++++ GIVEN INFORMATION ++++
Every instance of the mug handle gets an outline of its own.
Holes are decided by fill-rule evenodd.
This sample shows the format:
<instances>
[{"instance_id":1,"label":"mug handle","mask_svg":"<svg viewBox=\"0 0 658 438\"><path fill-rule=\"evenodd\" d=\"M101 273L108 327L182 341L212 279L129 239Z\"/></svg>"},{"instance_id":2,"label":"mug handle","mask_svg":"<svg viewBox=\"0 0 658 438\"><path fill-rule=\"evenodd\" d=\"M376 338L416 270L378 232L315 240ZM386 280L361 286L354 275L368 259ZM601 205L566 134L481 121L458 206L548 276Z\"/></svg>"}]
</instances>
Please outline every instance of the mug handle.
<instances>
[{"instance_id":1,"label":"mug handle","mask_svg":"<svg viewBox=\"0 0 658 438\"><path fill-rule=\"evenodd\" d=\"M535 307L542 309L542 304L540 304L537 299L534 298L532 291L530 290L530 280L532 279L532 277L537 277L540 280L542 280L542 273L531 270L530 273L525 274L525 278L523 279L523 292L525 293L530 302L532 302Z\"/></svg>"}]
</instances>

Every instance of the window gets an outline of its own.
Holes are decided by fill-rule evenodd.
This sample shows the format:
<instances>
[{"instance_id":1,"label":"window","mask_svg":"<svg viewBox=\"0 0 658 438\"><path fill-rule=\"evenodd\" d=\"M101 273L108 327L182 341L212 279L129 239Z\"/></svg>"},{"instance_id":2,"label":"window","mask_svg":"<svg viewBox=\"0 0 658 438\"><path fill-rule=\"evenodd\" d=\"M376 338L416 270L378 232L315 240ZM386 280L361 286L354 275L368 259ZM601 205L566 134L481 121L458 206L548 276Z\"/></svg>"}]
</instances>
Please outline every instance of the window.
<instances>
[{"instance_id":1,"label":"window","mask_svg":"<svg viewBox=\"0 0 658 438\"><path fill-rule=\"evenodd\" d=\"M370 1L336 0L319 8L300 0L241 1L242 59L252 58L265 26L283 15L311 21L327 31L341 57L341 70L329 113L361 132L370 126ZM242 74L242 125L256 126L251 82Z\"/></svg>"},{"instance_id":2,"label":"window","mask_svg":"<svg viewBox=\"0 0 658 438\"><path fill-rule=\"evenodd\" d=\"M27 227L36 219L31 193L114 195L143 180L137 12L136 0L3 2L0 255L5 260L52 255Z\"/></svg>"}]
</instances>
++++
- SHORT TASK -
Write out all of the items above again, character for character, with nothing altered or left out.

- CORRECT OUTPUT -
Every instance of the mug handle gets an outline of its own.
Holes are decided by fill-rule evenodd.
This sample shows the format:
<instances>
[{"instance_id":1,"label":"mug handle","mask_svg":"<svg viewBox=\"0 0 658 438\"><path fill-rule=\"evenodd\" d=\"M101 273L108 327L182 341L212 279L129 239Z\"/></svg>"},{"instance_id":2,"label":"mug handle","mask_svg":"<svg viewBox=\"0 0 658 438\"><path fill-rule=\"evenodd\" d=\"M376 338L416 270L378 232L315 240ZM386 280L361 286L354 275L368 259ZM601 205L566 134L481 121L458 206L548 276Z\"/></svg>"}]
</instances>
Please outline every instance of the mug handle.
<instances>
[{"instance_id":1,"label":"mug handle","mask_svg":"<svg viewBox=\"0 0 658 438\"><path fill-rule=\"evenodd\" d=\"M535 307L542 309L542 304L540 304L537 299L534 298L532 291L530 290L530 280L532 279L532 277L537 277L540 280L542 280L542 273L531 270L530 273L525 274L525 278L523 279L523 292L525 293L530 302L532 302Z\"/></svg>"}]
</instances>

Every instance of the window gets an outline of its own.
Holes are decided by fill-rule evenodd.
This sample shows the format:
<instances>
[{"instance_id":1,"label":"window","mask_svg":"<svg viewBox=\"0 0 658 438\"><path fill-rule=\"evenodd\" d=\"M101 273L108 327L182 341L212 279L129 239Z\"/></svg>"},{"instance_id":2,"label":"window","mask_svg":"<svg viewBox=\"0 0 658 438\"><path fill-rule=\"evenodd\" d=\"M376 338L416 270L378 232L315 240ZM386 280L361 286L354 275L368 259ZM601 205L566 134L481 121L458 206L548 276Z\"/></svg>"}]
</instances>
Please outline every instance of the window.
<instances>
[{"instance_id":1,"label":"window","mask_svg":"<svg viewBox=\"0 0 658 438\"><path fill-rule=\"evenodd\" d=\"M370 1L336 0L319 8L300 0L241 1L242 59L252 58L265 26L283 15L311 21L327 31L341 57L341 70L329 113L361 132L370 126ZM242 74L242 125L256 126L251 82Z\"/></svg>"},{"instance_id":2,"label":"window","mask_svg":"<svg viewBox=\"0 0 658 438\"><path fill-rule=\"evenodd\" d=\"M27 227L36 219L31 193L114 195L143 180L137 12L136 0L3 2L0 255L5 260L52 255Z\"/></svg>"}]
</instances>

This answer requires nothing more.